Try it: Below are the records; copy exactly the stretch from the line containing "Definition first: for each instance of the metal split" through the line containing "[[169, 24], [77, 230]]", both ends included, and nothing else.

#####

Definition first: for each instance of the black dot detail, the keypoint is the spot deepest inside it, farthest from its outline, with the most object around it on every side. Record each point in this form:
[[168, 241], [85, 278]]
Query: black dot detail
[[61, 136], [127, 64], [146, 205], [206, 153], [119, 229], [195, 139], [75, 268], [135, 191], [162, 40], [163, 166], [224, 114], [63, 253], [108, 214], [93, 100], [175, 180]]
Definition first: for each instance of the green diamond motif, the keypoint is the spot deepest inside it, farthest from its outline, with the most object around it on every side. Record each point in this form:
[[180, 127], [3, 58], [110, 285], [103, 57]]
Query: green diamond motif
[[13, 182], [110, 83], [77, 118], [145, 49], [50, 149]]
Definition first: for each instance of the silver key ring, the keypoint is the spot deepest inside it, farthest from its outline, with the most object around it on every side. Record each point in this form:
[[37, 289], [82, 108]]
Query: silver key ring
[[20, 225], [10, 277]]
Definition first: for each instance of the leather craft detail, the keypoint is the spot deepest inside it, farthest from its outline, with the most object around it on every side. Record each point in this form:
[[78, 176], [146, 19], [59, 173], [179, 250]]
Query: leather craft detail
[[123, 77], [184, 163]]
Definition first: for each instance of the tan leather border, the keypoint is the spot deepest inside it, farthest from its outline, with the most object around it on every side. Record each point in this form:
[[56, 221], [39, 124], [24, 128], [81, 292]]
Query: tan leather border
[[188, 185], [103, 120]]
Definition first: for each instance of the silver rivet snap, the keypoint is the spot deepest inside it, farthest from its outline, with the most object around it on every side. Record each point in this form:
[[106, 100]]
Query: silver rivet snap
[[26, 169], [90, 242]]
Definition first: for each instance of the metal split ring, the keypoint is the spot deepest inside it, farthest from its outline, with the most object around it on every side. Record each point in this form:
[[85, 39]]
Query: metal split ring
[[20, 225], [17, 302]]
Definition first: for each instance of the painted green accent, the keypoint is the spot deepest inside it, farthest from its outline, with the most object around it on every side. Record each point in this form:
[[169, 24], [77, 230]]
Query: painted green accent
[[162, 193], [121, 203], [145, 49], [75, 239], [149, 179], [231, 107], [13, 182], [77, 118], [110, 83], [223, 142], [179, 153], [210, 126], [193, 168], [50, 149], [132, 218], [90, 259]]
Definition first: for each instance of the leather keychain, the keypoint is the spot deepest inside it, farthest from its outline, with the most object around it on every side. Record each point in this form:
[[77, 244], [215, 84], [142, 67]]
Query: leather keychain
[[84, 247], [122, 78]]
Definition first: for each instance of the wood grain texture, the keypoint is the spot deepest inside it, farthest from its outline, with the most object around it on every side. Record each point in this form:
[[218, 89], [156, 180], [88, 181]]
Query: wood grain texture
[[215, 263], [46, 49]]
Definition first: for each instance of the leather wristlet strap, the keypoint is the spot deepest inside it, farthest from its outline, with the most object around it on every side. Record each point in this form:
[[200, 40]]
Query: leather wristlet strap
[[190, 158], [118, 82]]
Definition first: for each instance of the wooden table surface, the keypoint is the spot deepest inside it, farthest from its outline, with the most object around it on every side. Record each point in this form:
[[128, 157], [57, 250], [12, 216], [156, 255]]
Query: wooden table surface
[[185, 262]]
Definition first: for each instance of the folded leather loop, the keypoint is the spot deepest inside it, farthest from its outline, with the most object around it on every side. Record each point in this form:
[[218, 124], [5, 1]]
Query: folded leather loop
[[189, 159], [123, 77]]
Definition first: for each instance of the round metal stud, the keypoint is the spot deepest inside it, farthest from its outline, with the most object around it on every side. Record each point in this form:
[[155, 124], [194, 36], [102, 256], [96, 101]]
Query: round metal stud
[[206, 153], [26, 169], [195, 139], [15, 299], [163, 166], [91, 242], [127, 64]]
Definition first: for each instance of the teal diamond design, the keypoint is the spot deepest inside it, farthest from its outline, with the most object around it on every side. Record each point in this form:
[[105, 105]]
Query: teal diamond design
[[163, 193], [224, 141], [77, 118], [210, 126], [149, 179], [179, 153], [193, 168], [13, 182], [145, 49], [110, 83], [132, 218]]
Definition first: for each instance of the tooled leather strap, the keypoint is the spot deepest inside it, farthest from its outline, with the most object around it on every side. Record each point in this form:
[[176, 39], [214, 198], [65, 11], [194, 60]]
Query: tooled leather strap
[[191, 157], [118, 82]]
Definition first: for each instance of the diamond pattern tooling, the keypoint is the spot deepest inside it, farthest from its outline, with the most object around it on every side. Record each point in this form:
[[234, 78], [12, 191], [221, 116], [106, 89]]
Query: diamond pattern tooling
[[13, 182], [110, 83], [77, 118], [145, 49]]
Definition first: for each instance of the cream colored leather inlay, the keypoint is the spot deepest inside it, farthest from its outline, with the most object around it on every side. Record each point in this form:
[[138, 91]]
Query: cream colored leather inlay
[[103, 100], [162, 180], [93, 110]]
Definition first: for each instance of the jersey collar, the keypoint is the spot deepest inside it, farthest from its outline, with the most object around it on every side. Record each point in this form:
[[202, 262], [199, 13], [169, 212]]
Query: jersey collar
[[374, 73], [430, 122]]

#####

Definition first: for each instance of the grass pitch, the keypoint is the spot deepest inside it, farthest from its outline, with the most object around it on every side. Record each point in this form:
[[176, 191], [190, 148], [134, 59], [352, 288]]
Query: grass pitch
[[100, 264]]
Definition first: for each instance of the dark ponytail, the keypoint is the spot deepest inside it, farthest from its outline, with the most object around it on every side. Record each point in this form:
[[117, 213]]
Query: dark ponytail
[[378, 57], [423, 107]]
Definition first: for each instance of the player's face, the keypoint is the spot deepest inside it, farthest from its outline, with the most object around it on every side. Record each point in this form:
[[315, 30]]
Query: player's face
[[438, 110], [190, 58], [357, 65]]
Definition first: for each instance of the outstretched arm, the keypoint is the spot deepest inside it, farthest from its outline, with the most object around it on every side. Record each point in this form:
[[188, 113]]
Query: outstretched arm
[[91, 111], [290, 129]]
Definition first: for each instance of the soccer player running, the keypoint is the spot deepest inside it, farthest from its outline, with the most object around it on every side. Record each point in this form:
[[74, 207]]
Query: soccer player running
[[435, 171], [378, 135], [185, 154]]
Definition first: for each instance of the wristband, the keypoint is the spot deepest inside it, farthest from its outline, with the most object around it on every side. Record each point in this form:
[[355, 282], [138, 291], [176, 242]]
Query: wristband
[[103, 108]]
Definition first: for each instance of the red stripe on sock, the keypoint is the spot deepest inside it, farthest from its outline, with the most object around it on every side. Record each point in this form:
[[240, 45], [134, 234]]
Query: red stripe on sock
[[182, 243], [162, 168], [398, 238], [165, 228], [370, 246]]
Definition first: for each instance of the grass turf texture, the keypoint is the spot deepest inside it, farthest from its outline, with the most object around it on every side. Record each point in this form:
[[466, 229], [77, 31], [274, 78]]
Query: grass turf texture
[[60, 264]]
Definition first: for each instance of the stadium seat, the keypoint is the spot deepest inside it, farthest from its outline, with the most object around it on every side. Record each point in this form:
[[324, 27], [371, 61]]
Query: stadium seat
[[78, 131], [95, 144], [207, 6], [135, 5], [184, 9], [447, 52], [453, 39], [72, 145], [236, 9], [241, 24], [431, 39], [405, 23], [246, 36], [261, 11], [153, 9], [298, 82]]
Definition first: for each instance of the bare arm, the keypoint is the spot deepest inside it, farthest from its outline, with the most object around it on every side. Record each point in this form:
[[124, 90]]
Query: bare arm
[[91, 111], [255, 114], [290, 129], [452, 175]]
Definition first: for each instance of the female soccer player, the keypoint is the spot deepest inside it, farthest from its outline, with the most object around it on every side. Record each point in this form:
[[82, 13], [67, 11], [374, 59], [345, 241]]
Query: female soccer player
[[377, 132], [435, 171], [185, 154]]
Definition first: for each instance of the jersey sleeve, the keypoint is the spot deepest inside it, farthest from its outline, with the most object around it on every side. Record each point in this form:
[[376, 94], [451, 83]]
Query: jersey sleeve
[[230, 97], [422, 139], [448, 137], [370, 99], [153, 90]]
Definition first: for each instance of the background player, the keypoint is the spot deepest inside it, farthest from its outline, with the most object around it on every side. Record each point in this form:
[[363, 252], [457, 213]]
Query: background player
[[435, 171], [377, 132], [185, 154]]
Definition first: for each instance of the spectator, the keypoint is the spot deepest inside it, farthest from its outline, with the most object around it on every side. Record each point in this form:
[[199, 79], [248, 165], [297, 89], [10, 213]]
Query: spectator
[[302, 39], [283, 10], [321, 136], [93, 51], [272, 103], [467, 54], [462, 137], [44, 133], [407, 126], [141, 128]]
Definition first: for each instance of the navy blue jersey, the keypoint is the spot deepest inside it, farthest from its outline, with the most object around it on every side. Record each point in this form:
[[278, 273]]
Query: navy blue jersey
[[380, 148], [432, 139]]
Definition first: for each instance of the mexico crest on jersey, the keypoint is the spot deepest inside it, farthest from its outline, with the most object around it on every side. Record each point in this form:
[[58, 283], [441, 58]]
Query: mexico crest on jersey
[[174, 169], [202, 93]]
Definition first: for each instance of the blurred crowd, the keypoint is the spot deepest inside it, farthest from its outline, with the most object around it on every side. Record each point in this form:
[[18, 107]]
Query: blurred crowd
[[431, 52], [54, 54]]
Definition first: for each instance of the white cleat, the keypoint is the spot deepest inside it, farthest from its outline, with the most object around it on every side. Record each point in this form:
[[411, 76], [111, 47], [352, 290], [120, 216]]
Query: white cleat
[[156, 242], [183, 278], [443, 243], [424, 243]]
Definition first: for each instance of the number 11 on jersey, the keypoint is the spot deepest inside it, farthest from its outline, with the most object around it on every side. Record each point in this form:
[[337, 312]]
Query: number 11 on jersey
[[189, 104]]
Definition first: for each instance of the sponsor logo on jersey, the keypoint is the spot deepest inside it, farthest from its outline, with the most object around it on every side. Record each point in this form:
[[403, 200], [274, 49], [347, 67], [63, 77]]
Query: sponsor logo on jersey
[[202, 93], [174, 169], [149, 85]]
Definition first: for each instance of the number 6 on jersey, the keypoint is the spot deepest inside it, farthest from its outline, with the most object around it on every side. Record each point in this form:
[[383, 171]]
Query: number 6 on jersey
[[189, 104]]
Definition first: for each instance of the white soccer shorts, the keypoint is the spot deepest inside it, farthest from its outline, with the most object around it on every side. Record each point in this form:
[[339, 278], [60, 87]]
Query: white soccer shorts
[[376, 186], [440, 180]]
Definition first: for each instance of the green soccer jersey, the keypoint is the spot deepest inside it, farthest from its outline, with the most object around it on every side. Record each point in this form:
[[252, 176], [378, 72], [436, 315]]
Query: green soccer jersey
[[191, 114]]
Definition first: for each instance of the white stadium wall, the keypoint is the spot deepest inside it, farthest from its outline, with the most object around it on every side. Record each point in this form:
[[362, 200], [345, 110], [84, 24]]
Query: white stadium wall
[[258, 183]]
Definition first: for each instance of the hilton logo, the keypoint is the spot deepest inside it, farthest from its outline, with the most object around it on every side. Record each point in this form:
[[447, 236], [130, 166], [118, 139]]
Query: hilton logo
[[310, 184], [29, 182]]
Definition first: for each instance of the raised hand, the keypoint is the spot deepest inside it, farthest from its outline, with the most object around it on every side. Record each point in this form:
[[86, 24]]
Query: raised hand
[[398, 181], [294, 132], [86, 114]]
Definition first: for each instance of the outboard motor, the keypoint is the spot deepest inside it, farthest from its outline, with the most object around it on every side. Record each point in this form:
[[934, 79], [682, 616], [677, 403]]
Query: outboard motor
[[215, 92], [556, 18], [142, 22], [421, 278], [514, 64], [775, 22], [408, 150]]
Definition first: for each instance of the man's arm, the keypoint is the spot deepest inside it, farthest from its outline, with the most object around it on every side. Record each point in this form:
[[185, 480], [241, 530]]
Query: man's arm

#####

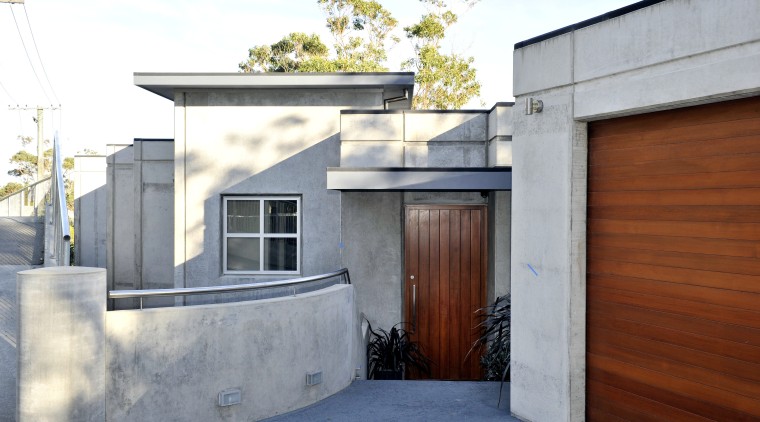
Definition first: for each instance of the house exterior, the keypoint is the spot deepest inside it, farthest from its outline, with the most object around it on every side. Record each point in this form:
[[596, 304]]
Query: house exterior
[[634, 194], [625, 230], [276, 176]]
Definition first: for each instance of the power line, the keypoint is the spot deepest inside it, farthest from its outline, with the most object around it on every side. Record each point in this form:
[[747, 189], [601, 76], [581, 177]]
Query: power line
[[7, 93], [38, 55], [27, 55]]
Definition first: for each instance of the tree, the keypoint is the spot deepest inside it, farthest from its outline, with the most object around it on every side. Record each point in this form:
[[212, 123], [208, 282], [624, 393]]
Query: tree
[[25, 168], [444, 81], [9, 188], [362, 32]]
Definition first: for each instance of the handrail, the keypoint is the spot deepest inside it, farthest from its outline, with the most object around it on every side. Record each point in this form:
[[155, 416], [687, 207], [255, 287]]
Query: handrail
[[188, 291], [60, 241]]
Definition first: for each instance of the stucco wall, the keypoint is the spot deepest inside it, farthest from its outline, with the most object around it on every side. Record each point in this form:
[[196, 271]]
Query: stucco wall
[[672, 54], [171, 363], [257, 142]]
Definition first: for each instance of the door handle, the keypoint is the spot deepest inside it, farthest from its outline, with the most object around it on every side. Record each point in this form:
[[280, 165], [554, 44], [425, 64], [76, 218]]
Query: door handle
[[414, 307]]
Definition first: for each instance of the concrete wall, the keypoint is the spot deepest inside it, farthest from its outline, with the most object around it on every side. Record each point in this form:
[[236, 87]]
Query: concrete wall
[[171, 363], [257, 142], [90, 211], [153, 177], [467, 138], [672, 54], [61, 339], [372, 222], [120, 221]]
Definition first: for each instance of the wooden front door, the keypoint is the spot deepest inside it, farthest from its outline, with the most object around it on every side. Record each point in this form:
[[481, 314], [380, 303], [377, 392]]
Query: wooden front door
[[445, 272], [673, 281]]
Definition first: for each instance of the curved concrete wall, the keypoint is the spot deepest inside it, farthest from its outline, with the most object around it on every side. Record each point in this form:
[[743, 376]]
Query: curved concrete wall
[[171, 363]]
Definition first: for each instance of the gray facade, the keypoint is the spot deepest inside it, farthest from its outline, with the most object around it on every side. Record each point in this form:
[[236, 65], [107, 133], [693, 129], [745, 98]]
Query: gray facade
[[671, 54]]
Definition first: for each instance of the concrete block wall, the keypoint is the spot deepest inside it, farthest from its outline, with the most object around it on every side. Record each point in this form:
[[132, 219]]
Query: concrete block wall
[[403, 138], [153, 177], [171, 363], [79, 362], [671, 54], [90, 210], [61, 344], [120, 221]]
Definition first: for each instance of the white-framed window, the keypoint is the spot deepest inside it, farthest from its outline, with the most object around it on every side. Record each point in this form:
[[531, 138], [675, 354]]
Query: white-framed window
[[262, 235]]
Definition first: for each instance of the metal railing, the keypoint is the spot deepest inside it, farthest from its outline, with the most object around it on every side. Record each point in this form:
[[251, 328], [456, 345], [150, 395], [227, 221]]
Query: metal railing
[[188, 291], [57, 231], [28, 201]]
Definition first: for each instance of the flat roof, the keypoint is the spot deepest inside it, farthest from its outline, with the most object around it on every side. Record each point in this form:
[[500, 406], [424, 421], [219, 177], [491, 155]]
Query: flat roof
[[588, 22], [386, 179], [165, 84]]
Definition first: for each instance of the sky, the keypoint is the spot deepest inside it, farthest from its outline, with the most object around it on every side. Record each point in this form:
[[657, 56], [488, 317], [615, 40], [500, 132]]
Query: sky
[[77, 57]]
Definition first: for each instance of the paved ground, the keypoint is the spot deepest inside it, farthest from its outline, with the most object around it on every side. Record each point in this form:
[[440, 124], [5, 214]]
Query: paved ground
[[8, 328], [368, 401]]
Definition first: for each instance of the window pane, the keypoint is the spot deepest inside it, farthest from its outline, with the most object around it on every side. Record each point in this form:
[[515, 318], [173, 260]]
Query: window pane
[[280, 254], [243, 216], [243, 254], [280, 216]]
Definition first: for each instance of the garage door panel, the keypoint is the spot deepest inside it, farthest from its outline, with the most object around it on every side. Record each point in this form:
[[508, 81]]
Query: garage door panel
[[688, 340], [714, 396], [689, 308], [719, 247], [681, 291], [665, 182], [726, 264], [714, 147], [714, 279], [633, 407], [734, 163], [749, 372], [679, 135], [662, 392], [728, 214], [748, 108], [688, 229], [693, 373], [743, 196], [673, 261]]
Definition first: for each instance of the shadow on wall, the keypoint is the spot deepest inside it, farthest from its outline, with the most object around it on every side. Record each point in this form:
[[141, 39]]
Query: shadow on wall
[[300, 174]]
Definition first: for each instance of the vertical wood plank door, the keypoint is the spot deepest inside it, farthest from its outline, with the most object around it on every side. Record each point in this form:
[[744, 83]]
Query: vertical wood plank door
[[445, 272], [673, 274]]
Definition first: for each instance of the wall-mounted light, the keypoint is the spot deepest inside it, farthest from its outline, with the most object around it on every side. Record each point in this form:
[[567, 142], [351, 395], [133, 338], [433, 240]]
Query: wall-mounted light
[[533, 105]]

#####

Answer:
Definition first: for each instance of the metal split ring, the keypoint is the spot deepest inside it, farthest from its outline, with the most object around it on every side. Record each point in this form:
[[85, 39]]
Query: metal split ring
[[20, 225], [17, 302]]
Definition first: for each instance of the painted green accent, the keypoint is the spot deepest inside it, farthest from its outline, with the most object around it on every side. Record each point in this form:
[[169, 24], [77, 230]]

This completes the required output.